__Task description__
Reproduce word for word the stretch of the entries from the line containing "Where can the black van" through the line containing "x=334, y=39", with both of those lines included. Give only those lines.

__Dataset entries__
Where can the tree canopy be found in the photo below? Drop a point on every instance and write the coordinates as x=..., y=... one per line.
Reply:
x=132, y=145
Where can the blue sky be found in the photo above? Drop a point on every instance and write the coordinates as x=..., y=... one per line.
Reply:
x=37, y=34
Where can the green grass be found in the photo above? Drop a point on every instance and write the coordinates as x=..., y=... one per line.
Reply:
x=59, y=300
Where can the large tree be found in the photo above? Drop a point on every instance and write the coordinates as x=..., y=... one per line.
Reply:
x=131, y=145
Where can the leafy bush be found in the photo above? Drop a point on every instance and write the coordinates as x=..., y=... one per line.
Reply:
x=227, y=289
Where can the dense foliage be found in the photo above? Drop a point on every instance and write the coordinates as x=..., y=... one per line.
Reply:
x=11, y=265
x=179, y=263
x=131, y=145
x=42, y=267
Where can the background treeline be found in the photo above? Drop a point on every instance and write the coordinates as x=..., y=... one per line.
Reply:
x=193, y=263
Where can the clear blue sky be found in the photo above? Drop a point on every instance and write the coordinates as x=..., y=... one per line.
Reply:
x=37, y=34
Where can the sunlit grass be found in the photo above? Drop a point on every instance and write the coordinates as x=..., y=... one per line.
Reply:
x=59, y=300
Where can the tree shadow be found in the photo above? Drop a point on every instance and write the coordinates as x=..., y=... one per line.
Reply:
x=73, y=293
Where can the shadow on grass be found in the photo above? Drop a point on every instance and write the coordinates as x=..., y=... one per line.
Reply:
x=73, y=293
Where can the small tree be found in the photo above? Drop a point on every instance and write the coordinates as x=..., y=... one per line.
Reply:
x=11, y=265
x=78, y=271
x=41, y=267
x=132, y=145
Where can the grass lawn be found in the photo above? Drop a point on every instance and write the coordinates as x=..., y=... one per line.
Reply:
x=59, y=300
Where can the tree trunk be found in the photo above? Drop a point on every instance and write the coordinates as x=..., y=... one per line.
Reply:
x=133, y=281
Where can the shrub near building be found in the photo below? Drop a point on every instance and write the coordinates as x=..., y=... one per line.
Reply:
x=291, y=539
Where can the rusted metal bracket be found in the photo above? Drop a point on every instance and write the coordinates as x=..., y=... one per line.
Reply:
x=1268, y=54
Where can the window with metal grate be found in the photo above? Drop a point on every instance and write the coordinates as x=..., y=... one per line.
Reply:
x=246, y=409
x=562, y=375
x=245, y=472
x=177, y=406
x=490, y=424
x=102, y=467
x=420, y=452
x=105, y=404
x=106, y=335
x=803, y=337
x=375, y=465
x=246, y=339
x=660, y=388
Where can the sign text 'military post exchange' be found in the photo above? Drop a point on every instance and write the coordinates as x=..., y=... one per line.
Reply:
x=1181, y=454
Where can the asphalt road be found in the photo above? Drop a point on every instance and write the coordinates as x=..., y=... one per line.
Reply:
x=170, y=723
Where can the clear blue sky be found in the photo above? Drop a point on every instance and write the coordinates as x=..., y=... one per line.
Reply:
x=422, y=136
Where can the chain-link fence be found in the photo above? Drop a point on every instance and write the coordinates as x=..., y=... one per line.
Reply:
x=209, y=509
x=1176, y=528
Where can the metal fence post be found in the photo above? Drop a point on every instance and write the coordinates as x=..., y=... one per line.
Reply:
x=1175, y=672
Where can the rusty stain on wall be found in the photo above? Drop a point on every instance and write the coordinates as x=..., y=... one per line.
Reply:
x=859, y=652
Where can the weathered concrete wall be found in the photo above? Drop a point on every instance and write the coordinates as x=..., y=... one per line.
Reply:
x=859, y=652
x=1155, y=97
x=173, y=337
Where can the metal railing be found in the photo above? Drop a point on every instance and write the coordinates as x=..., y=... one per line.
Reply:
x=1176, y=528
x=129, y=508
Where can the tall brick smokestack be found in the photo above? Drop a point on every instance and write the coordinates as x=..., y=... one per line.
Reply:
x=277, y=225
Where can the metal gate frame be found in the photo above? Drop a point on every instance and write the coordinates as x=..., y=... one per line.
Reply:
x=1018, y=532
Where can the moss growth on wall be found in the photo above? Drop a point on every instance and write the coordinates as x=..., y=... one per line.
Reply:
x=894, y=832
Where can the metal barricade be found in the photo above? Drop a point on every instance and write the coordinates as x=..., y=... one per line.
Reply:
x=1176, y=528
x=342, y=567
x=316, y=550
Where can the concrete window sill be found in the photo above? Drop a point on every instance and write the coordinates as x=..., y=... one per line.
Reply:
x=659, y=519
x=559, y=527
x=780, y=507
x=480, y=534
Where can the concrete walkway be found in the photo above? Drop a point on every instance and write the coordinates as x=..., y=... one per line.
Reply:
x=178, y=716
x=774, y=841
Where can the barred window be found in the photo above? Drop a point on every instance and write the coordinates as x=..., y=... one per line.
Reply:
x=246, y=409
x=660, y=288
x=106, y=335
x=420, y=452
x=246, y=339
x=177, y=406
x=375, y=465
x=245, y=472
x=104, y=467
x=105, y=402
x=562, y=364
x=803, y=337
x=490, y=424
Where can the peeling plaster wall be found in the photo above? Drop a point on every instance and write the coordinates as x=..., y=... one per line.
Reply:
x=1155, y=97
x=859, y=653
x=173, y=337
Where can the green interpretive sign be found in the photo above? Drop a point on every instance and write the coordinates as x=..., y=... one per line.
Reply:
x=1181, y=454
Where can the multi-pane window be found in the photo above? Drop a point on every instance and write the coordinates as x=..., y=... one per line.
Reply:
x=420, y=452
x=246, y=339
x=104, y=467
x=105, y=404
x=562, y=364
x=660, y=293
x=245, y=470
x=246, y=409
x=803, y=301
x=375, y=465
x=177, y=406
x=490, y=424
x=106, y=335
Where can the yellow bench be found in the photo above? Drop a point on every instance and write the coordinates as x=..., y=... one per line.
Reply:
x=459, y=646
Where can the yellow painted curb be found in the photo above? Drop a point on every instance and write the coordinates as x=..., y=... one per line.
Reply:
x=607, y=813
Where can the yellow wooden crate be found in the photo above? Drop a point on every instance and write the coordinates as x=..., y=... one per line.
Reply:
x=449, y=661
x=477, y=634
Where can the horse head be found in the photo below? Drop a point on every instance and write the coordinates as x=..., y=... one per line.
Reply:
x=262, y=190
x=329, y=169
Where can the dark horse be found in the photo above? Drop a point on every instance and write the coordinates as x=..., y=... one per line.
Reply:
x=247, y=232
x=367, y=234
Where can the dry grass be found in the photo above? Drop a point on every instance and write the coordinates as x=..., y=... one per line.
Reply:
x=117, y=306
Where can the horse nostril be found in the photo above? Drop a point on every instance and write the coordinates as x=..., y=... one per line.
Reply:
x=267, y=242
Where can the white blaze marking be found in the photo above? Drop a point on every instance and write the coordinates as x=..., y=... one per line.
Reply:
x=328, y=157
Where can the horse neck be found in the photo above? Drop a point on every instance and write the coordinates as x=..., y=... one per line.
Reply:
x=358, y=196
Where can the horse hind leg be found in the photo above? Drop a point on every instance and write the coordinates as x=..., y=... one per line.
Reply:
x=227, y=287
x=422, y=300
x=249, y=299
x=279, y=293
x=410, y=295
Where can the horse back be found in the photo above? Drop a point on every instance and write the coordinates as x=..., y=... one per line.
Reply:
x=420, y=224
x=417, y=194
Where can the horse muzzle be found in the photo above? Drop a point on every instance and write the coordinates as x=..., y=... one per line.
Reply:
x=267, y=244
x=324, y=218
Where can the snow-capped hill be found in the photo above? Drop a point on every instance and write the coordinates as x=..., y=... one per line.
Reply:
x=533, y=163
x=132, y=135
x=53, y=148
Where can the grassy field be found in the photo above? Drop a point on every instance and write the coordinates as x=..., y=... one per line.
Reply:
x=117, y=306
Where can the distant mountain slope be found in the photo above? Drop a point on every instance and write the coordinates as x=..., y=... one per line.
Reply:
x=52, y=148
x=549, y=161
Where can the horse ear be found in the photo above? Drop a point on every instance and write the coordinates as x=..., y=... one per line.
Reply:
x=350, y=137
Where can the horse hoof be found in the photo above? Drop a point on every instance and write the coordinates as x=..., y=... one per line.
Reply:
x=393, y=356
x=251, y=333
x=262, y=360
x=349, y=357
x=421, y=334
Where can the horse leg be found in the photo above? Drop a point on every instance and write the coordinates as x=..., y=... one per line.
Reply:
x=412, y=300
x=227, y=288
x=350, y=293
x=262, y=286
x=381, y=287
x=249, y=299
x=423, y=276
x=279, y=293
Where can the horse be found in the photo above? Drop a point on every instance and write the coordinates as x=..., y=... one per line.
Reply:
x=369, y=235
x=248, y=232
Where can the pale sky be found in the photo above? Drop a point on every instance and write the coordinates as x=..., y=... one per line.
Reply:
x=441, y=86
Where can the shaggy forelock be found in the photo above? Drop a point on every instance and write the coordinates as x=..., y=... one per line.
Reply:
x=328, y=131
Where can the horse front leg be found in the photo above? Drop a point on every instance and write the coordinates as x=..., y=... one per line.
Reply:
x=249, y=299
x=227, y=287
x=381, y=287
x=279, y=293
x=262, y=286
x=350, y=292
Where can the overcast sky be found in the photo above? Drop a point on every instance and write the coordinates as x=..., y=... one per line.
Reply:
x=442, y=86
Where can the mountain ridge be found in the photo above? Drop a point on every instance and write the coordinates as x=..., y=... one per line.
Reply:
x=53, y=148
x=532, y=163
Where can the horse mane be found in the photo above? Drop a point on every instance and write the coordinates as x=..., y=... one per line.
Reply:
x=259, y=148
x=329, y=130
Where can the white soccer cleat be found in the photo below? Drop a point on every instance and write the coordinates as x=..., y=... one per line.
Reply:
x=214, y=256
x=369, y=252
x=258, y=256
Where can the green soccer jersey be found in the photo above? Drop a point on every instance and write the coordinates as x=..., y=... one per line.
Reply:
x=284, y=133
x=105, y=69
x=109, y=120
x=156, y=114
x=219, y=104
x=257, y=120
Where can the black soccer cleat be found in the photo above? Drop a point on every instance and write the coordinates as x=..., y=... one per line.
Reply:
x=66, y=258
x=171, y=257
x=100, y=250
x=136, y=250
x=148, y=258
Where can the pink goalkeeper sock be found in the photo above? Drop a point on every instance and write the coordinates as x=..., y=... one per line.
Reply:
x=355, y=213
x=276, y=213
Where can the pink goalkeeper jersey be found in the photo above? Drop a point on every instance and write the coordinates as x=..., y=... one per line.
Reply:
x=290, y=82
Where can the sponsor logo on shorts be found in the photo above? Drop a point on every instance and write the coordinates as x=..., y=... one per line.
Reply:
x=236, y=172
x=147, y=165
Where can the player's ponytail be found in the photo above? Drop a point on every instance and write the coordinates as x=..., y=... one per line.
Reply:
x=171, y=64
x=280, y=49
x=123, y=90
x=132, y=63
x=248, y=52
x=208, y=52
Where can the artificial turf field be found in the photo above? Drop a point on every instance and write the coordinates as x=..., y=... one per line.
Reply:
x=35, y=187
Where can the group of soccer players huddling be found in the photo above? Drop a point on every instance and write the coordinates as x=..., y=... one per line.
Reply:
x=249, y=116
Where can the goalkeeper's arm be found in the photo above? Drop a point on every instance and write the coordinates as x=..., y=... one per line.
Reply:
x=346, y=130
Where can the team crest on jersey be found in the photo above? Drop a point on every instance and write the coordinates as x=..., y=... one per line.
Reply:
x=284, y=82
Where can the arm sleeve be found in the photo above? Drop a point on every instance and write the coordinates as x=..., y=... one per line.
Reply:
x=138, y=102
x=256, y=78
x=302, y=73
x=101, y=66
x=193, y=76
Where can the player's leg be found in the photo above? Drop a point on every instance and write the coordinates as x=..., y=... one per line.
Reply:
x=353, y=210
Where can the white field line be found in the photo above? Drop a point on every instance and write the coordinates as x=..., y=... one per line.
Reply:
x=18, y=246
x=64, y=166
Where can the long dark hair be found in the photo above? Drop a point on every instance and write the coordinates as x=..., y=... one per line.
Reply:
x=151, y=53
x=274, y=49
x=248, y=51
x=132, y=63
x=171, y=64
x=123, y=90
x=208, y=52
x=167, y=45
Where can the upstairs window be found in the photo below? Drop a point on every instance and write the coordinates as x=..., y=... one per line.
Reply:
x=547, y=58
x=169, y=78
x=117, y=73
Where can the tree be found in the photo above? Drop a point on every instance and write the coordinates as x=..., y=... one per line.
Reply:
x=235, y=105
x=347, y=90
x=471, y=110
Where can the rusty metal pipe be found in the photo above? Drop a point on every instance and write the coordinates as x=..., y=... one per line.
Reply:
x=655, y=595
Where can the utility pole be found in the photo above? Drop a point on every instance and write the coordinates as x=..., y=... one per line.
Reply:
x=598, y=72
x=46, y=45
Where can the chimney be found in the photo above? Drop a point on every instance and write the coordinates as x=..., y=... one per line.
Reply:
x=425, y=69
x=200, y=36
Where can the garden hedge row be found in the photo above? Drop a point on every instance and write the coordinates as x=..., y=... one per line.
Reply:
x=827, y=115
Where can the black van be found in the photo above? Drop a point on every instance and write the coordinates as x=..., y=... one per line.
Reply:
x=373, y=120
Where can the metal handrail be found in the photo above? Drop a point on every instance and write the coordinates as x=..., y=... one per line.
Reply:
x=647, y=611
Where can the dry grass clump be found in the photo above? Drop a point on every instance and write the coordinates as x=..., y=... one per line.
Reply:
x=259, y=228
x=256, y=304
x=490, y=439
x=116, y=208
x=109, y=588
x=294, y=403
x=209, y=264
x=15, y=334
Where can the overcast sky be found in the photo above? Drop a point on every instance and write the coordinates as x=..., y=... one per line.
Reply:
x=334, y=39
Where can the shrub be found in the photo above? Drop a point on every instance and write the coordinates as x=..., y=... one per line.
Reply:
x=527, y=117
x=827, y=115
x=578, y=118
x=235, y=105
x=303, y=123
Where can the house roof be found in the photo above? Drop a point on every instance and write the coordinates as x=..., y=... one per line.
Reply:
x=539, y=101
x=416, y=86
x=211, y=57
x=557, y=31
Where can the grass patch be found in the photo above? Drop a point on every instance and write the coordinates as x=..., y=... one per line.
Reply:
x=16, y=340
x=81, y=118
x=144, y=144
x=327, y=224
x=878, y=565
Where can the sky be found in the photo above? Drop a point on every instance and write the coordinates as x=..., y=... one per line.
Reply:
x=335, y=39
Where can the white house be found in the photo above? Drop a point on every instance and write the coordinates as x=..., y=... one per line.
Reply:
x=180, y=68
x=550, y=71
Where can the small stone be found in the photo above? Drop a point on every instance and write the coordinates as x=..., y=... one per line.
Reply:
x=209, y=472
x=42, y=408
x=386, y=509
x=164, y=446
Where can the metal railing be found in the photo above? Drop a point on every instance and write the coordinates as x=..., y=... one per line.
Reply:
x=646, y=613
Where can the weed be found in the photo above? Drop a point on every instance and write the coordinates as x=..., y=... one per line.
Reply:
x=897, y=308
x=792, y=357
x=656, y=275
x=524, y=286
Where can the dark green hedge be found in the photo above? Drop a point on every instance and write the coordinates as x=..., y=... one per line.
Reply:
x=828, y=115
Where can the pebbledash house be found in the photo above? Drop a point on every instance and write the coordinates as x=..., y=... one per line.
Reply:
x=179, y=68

__Final answer__
Where can the black van be found in the photo above? Drop a point on every instance and write the coordinates as x=..., y=... one per line.
Reply:
x=373, y=120
Where can the metal handrail be found in the photo above? Drop a point on every instance and write the coordinates as x=..., y=... one per line.
Reply:
x=647, y=611
Where can the dry grass clump be found in the photo above? Drop a point on every instance and write the coordinates as x=..., y=... one per line.
Reply:
x=259, y=228
x=256, y=304
x=490, y=439
x=116, y=208
x=109, y=588
x=294, y=403
x=209, y=264
x=15, y=334
Where can the overcast sky be found in the photo above? Drop a point on every instance and write the coordinates as x=..., y=... one per line.
Reply:
x=334, y=39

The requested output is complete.